### [Text shown]
In fact, there are three calls of beast::get_abstract_clock() in src/ripple, one of which is in wrapper ripple::stopwatch(), which itself has 23 more calls. There are even more direct calls into standard library clocks, e.g. std::chrono::system_clock::now(). Some are through type aliases, which makes them difficult to count.

Am I perceiving this situation correctly? That our direct calls to beast::get_abstract_clock() and std::chrono::{system_clock,steady_clock,high_resolution_clock}::now() make our components untestable?

If it is, then I see two ways to fix it:

• Make every component that needs a clock take and hold a reference to a beast::abstract_clock the way the aged containers do. This is not my preferred approach. It is parameter drilling, which I hate, and it would expand the blast radius to more components than the next method, which I prefer.
• Use a thread-local global for the clock. In fact, a different global for each clock (system clock, steady clock, seconds clock, and any other clock). All callers can get the time through a static global function, they don't have to hold any references, and you can easily substitute manual clocks in tests.

But it's not just our components we need to worry about. We need to be able to give manual clocks to all of our time-sensitive dependencies. The only one that comes to mind is Boost.Asio, but it is everywhere. I found an explanation from the creator on how to define and pass a manual clock for boost::asio::basic_deadline_timer, but we don't use that. We use boost::asio::basic_waitable_timer, which accepts a different traits type parameter whose relationship to the one explained in the blog post is unclear to me.

Thoughts?

[HowardHinnant]

Nice summary!

An additional observation: beast::abstract_clock and its subtypes such as beast::manual_clock do not meet the Cpp17Clock requirements because of the non-static member now(). This doesn't make them bad clocks. But it does mean that these clocks can not be used in the std concurrency library. Examples include std::condition_variable::wait_until and std::this_thread::sleep_until.

So no clock is perfect, and sometimes we have to choose between testability and usability with the std concurrency library.

On a positive note, if we accidentally use a non-Cpp17Clock with the concurrency library, it is a compile-time error, not a run-time error. And we now have a trait to test for the Cpp17Clock requirements: std::is_clock.

### [Collected material]

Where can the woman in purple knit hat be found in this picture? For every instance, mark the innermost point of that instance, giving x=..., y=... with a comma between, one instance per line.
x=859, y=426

### [Work to complete]
Copy the forum thread about clocks starting at "An additional observation: beast::abstract_clock" and ending at "Cpp17Clock requirements: std::is_clock.", and rename "concurrency library" to "threading library" throughout.

### [Answer to this task]
An additional observation: beast::abstract_clock and its subtypes such as beast::manual_clock do not meet the Cpp17Clock requirements because of the non-static member now(). This doesn't make them bad clocks. But it does mean that these clocks can not be used in the std threading library. Examples include std::condition_variable::wait_until and std::this_thread::sleep_until.

So no clock is perfect, and sometimes we have to choose between testability and usability with the std threading library.

On a positive note, if we accidentally use a non-Cpp17Clock with the threading library, it is a compile-time error, not a run-time error. And we now have a trait to test for the Cpp17Clock requirements: std::is_clock.